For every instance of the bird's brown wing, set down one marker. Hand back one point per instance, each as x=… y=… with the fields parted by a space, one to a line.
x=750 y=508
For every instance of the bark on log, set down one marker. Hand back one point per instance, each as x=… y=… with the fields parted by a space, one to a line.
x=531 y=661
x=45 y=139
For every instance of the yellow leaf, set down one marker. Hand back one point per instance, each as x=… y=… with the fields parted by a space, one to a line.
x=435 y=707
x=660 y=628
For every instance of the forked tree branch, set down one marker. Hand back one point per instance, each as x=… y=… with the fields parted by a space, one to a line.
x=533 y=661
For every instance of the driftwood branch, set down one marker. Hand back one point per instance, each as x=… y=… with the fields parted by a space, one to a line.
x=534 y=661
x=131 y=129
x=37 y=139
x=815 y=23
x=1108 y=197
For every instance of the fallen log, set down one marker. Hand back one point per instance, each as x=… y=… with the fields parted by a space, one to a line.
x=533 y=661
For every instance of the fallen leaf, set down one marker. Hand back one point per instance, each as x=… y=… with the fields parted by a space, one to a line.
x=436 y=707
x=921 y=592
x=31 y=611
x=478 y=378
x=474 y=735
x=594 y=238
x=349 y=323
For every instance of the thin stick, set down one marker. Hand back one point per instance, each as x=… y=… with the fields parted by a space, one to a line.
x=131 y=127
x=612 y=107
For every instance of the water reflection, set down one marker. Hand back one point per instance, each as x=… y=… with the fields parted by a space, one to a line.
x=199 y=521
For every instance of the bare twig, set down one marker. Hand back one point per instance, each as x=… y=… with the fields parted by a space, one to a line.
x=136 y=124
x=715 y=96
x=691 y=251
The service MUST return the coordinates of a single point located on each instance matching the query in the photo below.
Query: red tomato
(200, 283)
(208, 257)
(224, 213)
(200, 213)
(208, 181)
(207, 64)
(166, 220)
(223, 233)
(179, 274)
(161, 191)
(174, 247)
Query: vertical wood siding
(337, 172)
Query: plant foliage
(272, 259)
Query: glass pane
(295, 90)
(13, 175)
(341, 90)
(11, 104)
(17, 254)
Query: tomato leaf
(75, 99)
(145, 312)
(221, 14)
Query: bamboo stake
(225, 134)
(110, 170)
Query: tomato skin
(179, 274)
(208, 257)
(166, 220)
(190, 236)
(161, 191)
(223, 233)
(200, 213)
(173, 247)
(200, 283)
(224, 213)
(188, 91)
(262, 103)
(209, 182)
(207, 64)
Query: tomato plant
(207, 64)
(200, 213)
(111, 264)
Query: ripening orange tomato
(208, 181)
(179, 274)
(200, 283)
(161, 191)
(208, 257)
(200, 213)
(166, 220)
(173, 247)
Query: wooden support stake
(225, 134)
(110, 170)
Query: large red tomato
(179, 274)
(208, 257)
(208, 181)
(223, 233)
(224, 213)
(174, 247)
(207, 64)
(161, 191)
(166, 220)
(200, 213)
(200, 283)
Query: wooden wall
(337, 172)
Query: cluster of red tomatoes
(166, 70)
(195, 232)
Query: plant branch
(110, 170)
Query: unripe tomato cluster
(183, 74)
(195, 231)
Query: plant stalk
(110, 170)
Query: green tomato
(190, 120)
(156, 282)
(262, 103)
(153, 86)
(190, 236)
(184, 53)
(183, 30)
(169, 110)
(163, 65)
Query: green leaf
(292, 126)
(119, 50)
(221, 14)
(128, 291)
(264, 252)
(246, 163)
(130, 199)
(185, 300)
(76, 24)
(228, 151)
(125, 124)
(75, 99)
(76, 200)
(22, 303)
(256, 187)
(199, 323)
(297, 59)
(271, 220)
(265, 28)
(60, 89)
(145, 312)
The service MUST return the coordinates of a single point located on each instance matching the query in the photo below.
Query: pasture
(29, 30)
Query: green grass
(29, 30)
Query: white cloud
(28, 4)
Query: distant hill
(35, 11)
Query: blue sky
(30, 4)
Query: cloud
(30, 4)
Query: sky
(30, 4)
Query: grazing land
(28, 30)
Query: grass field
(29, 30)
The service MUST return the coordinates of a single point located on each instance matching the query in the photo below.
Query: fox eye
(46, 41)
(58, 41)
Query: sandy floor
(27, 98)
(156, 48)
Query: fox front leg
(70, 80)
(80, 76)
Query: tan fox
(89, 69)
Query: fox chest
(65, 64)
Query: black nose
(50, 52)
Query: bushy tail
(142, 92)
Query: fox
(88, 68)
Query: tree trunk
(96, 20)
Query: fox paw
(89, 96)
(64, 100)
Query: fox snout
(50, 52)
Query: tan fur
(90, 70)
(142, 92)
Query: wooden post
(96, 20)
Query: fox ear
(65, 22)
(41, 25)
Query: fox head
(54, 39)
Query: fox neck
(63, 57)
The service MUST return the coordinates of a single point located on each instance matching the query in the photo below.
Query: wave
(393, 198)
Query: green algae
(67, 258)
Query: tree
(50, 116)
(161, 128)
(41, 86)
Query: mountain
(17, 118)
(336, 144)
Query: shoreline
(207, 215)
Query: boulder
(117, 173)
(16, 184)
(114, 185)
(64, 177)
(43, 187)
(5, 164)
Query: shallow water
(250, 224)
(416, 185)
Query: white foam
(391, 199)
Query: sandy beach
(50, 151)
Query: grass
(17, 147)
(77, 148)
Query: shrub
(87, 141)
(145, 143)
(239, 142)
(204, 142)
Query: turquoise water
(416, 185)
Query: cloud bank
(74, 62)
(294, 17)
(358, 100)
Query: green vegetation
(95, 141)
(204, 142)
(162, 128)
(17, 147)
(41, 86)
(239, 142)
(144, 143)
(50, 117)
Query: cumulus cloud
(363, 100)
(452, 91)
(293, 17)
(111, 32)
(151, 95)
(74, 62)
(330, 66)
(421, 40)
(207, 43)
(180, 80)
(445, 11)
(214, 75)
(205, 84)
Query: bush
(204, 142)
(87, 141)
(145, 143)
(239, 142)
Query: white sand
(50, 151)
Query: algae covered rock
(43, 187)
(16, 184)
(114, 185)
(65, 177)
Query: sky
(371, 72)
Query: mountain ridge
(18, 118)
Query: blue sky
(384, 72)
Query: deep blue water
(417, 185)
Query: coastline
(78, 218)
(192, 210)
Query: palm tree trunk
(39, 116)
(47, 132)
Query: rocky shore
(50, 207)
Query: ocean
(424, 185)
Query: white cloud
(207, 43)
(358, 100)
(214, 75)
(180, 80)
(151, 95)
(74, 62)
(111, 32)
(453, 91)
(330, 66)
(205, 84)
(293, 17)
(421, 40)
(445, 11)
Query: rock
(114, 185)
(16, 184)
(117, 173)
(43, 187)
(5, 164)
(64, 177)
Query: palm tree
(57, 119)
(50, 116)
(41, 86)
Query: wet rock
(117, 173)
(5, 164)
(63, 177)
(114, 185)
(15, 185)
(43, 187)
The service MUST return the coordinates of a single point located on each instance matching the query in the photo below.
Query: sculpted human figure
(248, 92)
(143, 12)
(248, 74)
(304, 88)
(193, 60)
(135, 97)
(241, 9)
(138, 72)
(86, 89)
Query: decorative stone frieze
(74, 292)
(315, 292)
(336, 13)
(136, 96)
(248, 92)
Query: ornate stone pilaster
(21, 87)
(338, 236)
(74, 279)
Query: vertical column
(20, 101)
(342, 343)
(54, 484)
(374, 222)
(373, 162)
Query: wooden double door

> **PROBLEM DETAILS**
Repeat the listing in its entirety, keeping each line as it is.

> **RESPONSE TO THE TASK**
For every instance of the bird's brown wing, set down one marker. Hand back one point per instance, each as x=… y=… with the fields parted by a space, one to a line.
x=750 y=508
For every instance of the bark on log, set down one marker. Hand back one point per instance, each as x=… y=… with the fields parted by a space, one to a line.
x=531 y=661
x=45 y=139
For every instance of the yellow leaf, set down one marker. Hand back one point per instance, each as x=… y=… with the fields parted by a space, one to a line.
x=435 y=707
x=660 y=628
For every instance of the forked tree branch, set down one marker. Hand back one point per instance, each as x=… y=… with the fields parted by a space, one to a line.
x=533 y=661
For every instance of the driftwood branch, set down one marker. Hand back one point per instance, each as x=… y=… with the fields parted by a space, one to a line.
x=534 y=661
x=131 y=129
x=37 y=139
x=815 y=23
x=1108 y=197
For every instance of the fallen log, set down one marker. Hand back one point per instance, each as x=… y=… with the fields parted by a space, one to a line.
x=533 y=661
For every instance of the fallen leaf, set down one marker. Hand back one point per instance, each as x=… y=… with the fields parted by a space, one to a line.
x=436 y=707
x=921 y=592
x=31 y=611
x=478 y=378
x=474 y=735
x=594 y=238
x=349 y=323
For every instance of the thin stick, set down one marker. Hand back one point per instance, each as x=… y=… with the fields parted by a space, one to a line.
x=131 y=127
x=612 y=107
For every instance of the water reflection, set down one marker. Hand back one point per instance, each as x=… y=… with the fields parted by a space, one to a line.
x=199 y=521
For every instance of the bare twig, set down one marker. Hand back one point per instance, each as x=… y=… with the fields parted by a space, one to a line.
x=136 y=124
x=715 y=96
x=691 y=251
The service MUST return the coordinates of a single point located on each instance matching the query in the photo below.
Query: red tomato
(200, 283)
(208, 257)
(224, 213)
(200, 213)
(208, 181)
(207, 64)
(166, 220)
(223, 233)
(179, 274)
(161, 191)
(174, 247)
Query: vertical wood siding
(337, 172)
Query: plant foliage
(272, 259)
Query: glass pane
(295, 90)
(13, 175)
(341, 90)
(11, 104)
(17, 254)
Query: tomato leaf
(75, 99)
(145, 312)
(221, 14)
Query: bamboo stake
(225, 134)
(110, 170)
Query: tomato skin
(179, 274)
(208, 257)
(166, 220)
(190, 236)
(161, 191)
(223, 233)
(200, 213)
(173, 247)
(200, 283)
(224, 213)
(188, 91)
(262, 103)
(209, 182)
(207, 64)
Query: tomato plant
(207, 64)
(200, 213)
(111, 264)
Query: ripening orange tomato
(208, 181)
(179, 274)
(200, 283)
(161, 191)
(208, 257)
(200, 213)
(166, 220)
(173, 247)
Query: wooden support stake
(225, 134)
(110, 170)
Query: large red tomato
(179, 274)
(208, 257)
(208, 181)
(223, 233)
(224, 213)
(174, 247)
(207, 64)
(161, 191)
(166, 220)
(200, 213)
(200, 283)
Query: wooden wall
(337, 172)
Query: cluster of red tomatoes
(166, 70)
(195, 232)
Query: plant branch
(110, 170)
Query: unripe tomato cluster
(183, 74)
(195, 231)
Query: plant stalk
(110, 170)
Query: green tomato
(190, 120)
(156, 282)
(262, 103)
(153, 86)
(190, 236)
(184, 53)
(183, 30)
(169, 110)
(163, 65)
Query: green leaf
(292, 126)
(119, 50)
(221, 14)
(128, 291)
(264, 252)
(246, 163)
(130, 199)
(185, 300)
(76, 24)
(228, 151)
(125, 124)
(75, 99)
(76, 200)
(22, 303)
(256, 187)
(199, 323)
(297, 59)
(271, 220)
(265, 28)
(60, 89)
(145, 312)
The service MUST return the coordinates of a single point located on each instance matching the query in the photo below.
Query: pasture
(29, 30)
Query: green grass
(29, 30)
Query: white cloud
(28, 4)
Query: distant hill
(35, 11)
Query: blue sky
(30, 4)
Query: cloud
(30, 4)
Query: sky
(30, 4)
Query: grazing land
(28, 30)
Query: grass field
(29, 30)
The service MUST return the coordinates of a single point located on each instance matching the query in the photo below.
Query: fox eye
(46, 41)
(58, 41)
Query: sandy floor
(27, 98)
(156, 48)
Query: fox front leg
(70, 80)
(80, 76)
Query: tan fox
(89, 69)
Query: fox chest
(65, 64)
Query: black nose
(50, 52)
Query: bushy tail
(142, 92)
Query: fox
(88, 68)
Query: tree trunk
(96, 20)
Query: fox paw
(89, 96)
(64, 100)
Query: fox snout
(50, 52)
Query: tan fur
(90, 70)
(142, 92)
Query: wooden post
(96, 20)
Query: fox ear
(65, 22)
(41, 25)
Query: fox head
(54, 39)
Query: fox neck
(63, 57)
The service MUST return the coordinates of a single point located on each instance matching the query in the photo below.
Query: wave
(393, 198)
Query: green algae
(67, 258)
Query: tree
(50, 116)
(161, 128)
(41, 86)
Query: mountain
(17, 118)
(336, 144)
Query: shoreline
(207, 215)
Query: boulder
(117, 173)
(16, 184)
(114, 185)
(64, 177)
(43, 187)
(5, 164)
Query: shallow water
(250, 224)
(416, 185)
Query: white foam
(391, 199)
Query: sandy beach
(50, 151)
Query: grass
(17, 147)
(77, 148)
Query: shrub
(87, 141)
(145, 143)
(239, 142)
(204, 142)
Query: turquoise water
(416, 185)
Query: cloud bank
(74, 62)
(294, 17)
(358, 100)
Query: green vegetation
(95, 141)
(204, 142)
(162, 128)
(17, 147)
(41, 86)
(239, 142)
(144, 143)
(50, 117)
Query: cumulus cloud
(363, 100)
(452, 91)
(293, 17)
(111, 32)
(151, 95)
(74, 62)
(330, 66)
(421, 40)
(207, 43)
(180, 80)
(445, 11)
(214, 75)
(205, 84)
Query: bush
(204, 142)
(87, 141)
(145, 143)
(239, 142)
Query: white sand
(50, 151)
Query: algae covered rock
(43, 187)
(16, 184)
(114, 185)
(65, 177)
Query: sky
(371, 72)
Query: mountain ridge
(18, 118)
Query: blue sky
(384, 72)
Query: deep blue water
(417, 185)
Query: coastline
(78, 218)
(192, 210)
Query: palm tree trunk
(39, 116)
(47, 132)
Query: rocky shore
(50, 207)
Query: ocean
(424, 185)
Query: white cloud
(207, 43)
(358, 100)
(214, 75)
(180, 80)
(151, 95)
(74, 62)
(111, 32)
(453, 91)
(330, 66)
(205, 84)
(293, 17)
(421, 40)
(445, 11)
Query: rock
(114, 185)
(16, 184)
(117, 173)
(43, 187)
(5, 164)
(64, 177)
Query: palm tree
(57, 119)
(50, 116)
(41, 86)
Query: wet rock
(117, 173)
(5, 164)
(63, 177)
(114, 185)
(15, 185)
(43, 187)
The service MUST return the coordinates of a single point located on each instance matching the query in the photo below.
Query: sculpted human figure
(248, 92)
(143, 12)
(248, 74)
(304, 88)
(193, 60)
(135, 97)
(241, 9)
(138, 72)
(86, 89)
Query: decorative stone frieze
(74, 292)
(315, 292)
(336, 13)
(136, 96)
(248, 92)
Query: ornate stone pilaster
(21, 87)
(338, 236)
(74, 279)
Query: vertical column
(20, 101)
(342, 343)
(54, 484)
(374, 222)
(373, 162)
Query: wooden double door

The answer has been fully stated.